Extract each line in the records below that contains the word "post", and copy those lines as they appear.

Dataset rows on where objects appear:
◆ ◆ ◆ ◆

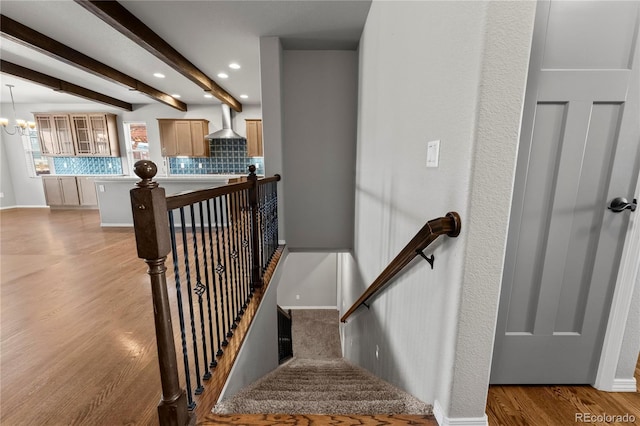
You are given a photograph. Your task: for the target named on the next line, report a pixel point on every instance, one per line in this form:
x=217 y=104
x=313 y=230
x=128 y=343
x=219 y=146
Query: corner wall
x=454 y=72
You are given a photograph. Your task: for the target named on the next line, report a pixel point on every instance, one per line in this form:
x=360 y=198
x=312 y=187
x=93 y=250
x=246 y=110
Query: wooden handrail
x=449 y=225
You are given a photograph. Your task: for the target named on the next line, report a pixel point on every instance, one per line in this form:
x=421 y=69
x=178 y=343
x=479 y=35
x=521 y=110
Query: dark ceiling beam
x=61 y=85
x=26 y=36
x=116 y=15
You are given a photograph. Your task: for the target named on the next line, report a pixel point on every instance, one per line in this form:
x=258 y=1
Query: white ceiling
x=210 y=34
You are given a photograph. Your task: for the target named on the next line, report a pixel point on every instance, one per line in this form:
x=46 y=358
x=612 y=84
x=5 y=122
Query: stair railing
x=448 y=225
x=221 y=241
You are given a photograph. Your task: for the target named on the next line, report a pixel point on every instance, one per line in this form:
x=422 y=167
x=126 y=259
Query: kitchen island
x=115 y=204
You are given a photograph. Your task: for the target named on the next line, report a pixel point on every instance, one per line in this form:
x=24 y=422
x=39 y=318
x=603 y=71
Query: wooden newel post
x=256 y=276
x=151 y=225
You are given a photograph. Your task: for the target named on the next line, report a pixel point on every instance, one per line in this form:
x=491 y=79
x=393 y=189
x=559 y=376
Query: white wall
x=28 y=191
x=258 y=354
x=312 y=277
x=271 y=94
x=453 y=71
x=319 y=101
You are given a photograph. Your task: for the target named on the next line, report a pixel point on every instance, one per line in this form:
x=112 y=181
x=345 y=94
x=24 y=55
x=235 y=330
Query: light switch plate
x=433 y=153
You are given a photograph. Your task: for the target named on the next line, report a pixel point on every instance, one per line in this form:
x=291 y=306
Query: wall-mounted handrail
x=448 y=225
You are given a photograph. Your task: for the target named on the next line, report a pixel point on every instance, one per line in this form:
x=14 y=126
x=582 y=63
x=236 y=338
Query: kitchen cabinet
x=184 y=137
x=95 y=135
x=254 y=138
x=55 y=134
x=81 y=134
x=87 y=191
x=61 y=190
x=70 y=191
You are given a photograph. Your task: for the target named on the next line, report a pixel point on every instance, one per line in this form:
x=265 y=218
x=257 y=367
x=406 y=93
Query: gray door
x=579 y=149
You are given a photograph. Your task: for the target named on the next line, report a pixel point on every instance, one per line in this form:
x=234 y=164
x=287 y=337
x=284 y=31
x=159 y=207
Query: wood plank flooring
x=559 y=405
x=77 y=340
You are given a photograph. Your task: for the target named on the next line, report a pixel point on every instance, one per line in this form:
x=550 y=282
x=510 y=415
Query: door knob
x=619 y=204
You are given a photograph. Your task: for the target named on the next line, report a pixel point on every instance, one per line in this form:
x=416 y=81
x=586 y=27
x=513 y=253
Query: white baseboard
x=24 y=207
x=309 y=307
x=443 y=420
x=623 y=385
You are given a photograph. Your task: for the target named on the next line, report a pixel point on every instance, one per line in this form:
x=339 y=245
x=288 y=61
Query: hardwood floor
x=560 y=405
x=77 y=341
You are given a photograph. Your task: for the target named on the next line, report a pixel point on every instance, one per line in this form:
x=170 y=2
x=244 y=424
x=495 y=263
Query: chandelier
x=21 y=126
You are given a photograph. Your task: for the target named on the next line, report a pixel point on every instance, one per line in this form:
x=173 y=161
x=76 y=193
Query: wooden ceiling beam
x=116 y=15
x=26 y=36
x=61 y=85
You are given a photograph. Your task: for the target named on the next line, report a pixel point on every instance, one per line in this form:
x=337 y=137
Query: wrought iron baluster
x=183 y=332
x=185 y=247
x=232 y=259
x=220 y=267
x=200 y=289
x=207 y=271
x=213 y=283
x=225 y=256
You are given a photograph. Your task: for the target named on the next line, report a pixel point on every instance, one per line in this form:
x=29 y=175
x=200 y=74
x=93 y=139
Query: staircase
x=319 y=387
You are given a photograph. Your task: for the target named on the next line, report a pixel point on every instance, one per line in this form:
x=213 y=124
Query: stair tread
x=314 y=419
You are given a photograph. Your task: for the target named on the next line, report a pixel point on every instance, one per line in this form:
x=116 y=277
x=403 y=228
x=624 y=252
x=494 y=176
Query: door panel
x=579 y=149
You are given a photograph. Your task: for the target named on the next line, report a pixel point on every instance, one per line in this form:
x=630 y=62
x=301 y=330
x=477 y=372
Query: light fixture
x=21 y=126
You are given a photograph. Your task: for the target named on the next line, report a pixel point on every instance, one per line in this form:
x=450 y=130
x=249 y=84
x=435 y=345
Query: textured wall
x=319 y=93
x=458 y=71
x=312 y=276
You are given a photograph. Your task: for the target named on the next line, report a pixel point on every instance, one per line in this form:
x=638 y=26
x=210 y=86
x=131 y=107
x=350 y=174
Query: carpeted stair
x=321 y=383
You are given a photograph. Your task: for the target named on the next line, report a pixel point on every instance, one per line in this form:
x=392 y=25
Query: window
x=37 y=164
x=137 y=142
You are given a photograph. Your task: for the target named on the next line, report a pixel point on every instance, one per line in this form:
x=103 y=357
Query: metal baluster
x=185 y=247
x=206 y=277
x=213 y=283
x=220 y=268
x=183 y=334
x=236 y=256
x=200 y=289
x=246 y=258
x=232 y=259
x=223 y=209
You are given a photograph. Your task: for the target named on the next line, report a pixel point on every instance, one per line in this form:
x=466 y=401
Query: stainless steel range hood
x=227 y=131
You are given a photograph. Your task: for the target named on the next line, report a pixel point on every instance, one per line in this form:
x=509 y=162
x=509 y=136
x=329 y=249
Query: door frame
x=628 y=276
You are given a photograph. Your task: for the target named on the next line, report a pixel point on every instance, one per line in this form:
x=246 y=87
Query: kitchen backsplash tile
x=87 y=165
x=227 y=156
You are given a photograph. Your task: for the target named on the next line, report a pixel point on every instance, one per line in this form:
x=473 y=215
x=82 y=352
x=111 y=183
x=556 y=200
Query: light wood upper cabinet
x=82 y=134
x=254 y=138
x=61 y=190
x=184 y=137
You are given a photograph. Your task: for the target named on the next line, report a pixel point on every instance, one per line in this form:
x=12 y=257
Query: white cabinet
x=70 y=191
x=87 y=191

◆ ◆ ◆ ◆

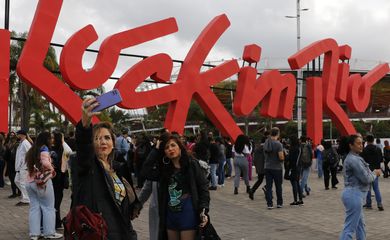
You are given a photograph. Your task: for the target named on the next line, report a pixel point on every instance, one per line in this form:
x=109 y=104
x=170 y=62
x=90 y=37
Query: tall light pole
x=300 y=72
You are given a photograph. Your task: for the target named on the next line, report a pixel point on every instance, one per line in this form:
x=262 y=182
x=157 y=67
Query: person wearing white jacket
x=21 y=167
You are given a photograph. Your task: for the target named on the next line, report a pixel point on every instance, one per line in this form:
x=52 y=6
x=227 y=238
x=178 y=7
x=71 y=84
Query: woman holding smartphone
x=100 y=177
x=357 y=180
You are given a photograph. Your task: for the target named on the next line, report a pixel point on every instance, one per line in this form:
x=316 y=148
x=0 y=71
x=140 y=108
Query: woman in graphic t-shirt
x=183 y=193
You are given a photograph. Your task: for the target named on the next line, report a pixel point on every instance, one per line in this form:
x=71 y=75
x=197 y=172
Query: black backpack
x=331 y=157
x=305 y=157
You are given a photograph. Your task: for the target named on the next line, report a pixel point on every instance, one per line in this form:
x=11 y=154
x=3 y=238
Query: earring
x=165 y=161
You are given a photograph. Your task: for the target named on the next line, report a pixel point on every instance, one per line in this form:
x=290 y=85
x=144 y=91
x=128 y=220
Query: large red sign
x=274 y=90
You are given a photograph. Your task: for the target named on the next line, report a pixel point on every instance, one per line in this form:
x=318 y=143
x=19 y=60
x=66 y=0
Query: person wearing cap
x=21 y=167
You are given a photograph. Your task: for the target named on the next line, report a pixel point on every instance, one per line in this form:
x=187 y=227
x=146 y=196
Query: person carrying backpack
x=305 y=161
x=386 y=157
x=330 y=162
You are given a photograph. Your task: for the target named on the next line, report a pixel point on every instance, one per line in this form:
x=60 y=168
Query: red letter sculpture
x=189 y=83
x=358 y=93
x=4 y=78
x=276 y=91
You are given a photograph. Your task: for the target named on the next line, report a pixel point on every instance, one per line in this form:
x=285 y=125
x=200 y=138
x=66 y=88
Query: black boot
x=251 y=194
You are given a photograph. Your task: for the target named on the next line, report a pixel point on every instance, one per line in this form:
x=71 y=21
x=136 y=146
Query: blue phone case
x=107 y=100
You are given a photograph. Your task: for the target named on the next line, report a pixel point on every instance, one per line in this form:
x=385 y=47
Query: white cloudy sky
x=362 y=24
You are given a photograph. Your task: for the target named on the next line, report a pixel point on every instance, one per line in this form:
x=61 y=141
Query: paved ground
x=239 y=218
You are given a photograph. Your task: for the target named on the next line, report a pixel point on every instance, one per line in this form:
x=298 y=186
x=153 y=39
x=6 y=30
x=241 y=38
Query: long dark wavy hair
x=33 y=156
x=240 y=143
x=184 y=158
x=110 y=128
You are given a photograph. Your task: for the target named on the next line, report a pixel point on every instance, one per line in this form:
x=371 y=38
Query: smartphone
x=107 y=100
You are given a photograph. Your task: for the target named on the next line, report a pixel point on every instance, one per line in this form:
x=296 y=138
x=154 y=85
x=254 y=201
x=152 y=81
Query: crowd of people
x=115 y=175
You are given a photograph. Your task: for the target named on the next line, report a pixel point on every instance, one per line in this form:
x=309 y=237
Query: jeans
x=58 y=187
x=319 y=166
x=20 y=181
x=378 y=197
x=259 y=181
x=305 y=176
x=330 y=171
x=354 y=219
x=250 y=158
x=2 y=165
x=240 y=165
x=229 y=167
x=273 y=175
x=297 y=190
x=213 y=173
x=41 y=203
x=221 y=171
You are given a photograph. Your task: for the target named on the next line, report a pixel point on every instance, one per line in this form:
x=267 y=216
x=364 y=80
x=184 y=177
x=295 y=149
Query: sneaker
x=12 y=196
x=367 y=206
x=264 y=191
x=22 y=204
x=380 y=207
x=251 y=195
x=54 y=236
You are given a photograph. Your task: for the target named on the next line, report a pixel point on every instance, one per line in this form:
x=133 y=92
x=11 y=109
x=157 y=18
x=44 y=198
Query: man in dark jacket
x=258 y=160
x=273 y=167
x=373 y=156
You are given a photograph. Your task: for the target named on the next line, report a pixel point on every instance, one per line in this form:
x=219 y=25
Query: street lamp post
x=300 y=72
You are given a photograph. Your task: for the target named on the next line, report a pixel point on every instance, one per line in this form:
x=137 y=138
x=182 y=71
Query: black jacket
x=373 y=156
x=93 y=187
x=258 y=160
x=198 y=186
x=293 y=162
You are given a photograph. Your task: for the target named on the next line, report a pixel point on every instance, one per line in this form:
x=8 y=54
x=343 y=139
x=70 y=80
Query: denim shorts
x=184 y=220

◆ ◆ ◆ ◆

**Answer:**
Query: wooden newel post
Query: street lamp post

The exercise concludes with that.